- **Passage shown**:
+ + + + + + +
Jump to the 3:45:08 mark for the start of the BOI session (transcript)
Jump to the 4:00:15 mark for Pearse Doherty's questions on BOI's very high variable rates (transcript)
Jump to the 4:11:26 mark for his questions on BOI's discrimination between new and existing customers on interest rates (transcript)
Jump to the 4:24:18 mark for Jim O'Callaghan's questions (transcript)
Jump to the 4:36:20 mark for Michael McNamara's questions (transcript)


----------



## jpd (15 Sep 2022)

So the bank works like Starbucks - segregate your customers into cohorts and and charge each cohort the highest price you can.

Or even my local window cleaner - charges each customer what he thinks they will bear

In the end, it is the customer's choice to use the supplier or change to a different supplier - short of nationalising the mortgage service completely, I don't see what can really be done other than making sure the whole pricing procedure is transparent and the costs shown to all

I am not condoning the practice but why would you expect a bank to be different to every other business ?


----------



## Paul F (15 Sep 2022)

jpd said:


> In the end, it is the customer's choice to use the supplier or change to a different supplier - short of nationalising the mortgage service completely, I don't see what can really be done other than making sure the whole pricing procedure is transparent and the costs shown to all
> 
> I am not condoning the practice but why would you expect a bank to be different to every other business ?


I don't expect banks to behave any differently to any other business but I want banks to be regulated in such a way that they can't do this.

It's much easier to change window cleaners than to change banks. And the consequences of not changing from a poor-value window cleaner are much, much less significant than the consequences of not changing from a poor-value lender.

And it's much harder to compare the true, long-term prices of two mortgages than the prices of two window cleaners, which increases the chances that someone will make a bad decision.
+ + + + + + +
- **Raw records**:
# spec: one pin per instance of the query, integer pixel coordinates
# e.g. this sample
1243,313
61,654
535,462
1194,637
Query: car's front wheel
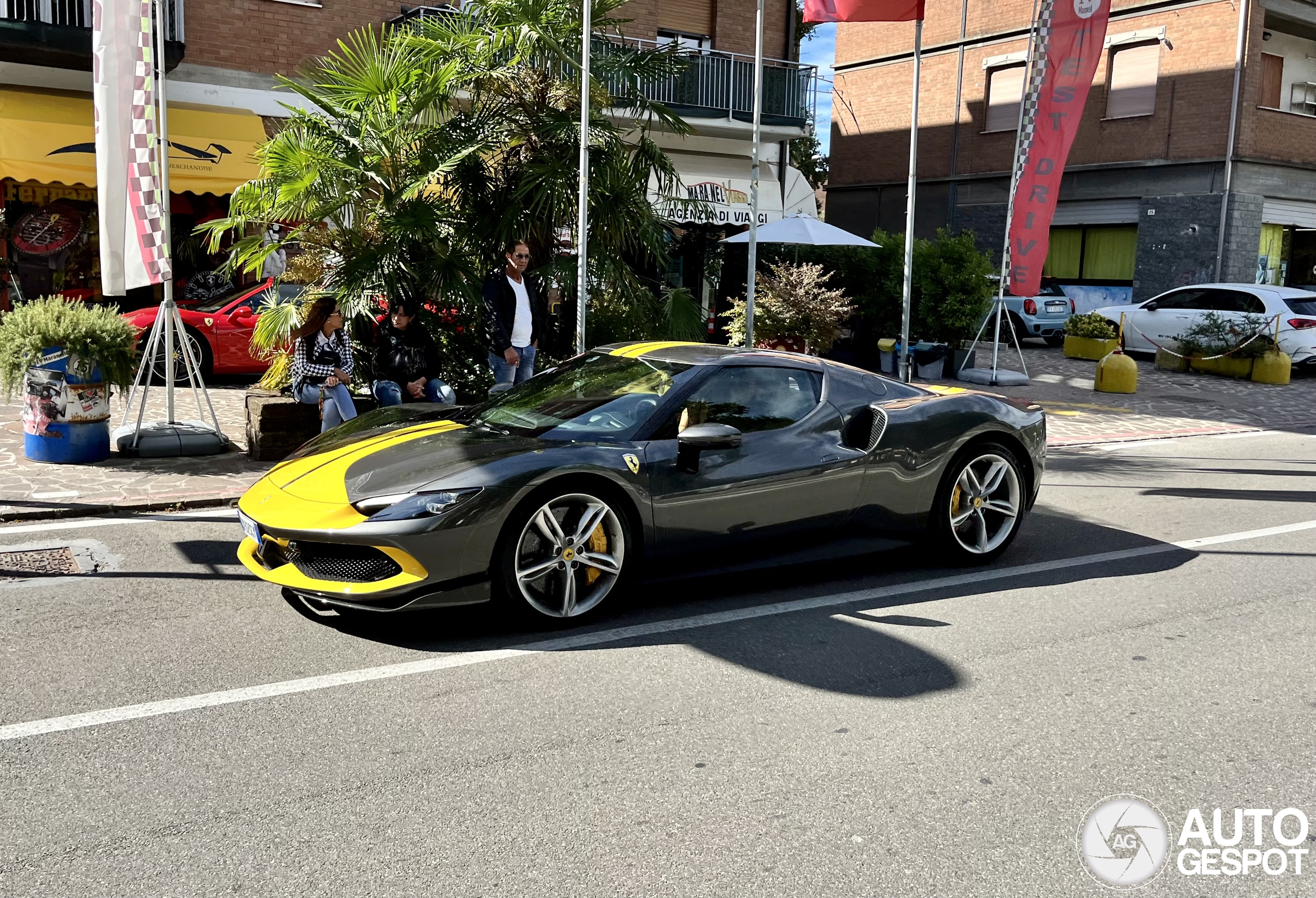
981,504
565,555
+ + + + + + +
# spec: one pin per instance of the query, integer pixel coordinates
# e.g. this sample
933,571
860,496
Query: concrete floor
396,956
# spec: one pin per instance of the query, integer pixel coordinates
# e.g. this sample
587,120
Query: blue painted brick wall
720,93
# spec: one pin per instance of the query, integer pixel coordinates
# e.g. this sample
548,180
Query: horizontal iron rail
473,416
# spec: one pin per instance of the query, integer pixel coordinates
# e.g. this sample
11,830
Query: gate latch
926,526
+ + + + + + +
- **Short exercise 1**: Summarize the mortgage pricing thread in two sentences.
- **Short exercise 2**: In the mortgage pricing thread, why does Paul F reject the comparison between a bank and a window cleaner? Answer in one to three sentences.
- **Short exercise 3**: Extend the mortgage pricing thread from the point where it stops.
The lines have no role in any of this work.

- **Exercise response 1**: jpd likens the bank to Starbucks and a local window cleaner that charge each customer what they will bear, and argues that, short of nationalizing the mortgage service, the only remedy is transparent pricing, since customers can choose to switch suppliers. Paul F replies that he wants banks regulated so they can't do this, because changing banks is harder than changing window cleaners, staying with a poor-value lender has far more serious consequences, and the true long-term prices of mortgages are much harder to compare.

- **Exercise response 2**: He says it is much easier to change window cleaners than to change banks, and that staying with a poor-value window cleaner has far less significant consequences than staying with a poor-value lender. He adds that comparing the true, long-term prices of two mortgages is much harder than comparing two window cleaners' prices, which raises the chance of a bad decision.

- **Exercise response 3**:
Banning cashback would go a long way to addressing these issues.


----------



## PGF2016 (15 Sep 2022)

Is there any reason why those on the variable rate can't switch to a lower fixed rate (e.g. negative equity)? If they can switch but don't due to inertia then it's hard to feel sorry for them.

Not much different to someone paying over the odds in one supermarket for something that is available for less in a competitor.


----------



## Paul F (15 Sep 2022)

PGF2016 said:


> Is there any reason why those on the variable rate can't switch to a lower fixed rate (e.g. negative equity)? If they can switch but don't due to inertia then it's hard to feel sorry for them.


Only one technical reason that I can think of: they are thinking about moving home in the next few years and don't want to run the risk of having a break at that point.

But many, many people don't understand interest rates and/or are terrified of personal-finance issues. The posters on this site are not your typical mortgage holder. We shouldn't lose sight of that.


----------



## ashambles (15 Sep 2022)

Paul F said:


> Only one technical reason that I can think of: they are thinking about moving home in the next few years and don't want to run the risk of having a break at that point.
> 
> But many, many people don't understand interest rates and/or are terrified of personal-finance issues. The posters on this site are not your typical mortgage holder. We shouldn't lose sight of that.


A few years ago I used variable rate on a 20-year mortgage I drew down but which I was going to fully repay within a year or so (and did repay). 

The banks are likely aware that a good proportion of SVR are loans that have shorter and less profitable lifespans than normal so it doesn't surprise they charge more. 

What stood out to me was BOI saying they offer 0.25% interest on deposits, yes they do offer 0.25% but only on a couple limited products like the FTB saver account. Effectively their deposit rate for most customers is 0%.


----------



## NoRegretsCoyote (15 Sep 2022)

ashambles said:


> The banks are likely aware that a good proportion of SVR are loans that have shorter and less profitable lifespans than normal so it doesn't surprise they charge more.


Last time I checked nearly 20% of all mortgages were on variables and 9% of new lending was on a variable.

For sure there are people like you who are able to overpay but for a big majority it is pure lack of knowledge and inertia. 

These people are cross-subsidising my mortgage so I don't really mind


----------



## ashambles (16 Sep 2022)

NoRegretsCoyote said:


> Last time I checked nearly 20% of all mortgages were on variables and 9% of new lending was on a variable.
> 
> For sure there are people like you who are able to overpay but for a big majority it is pure lack of knowledge and inertia.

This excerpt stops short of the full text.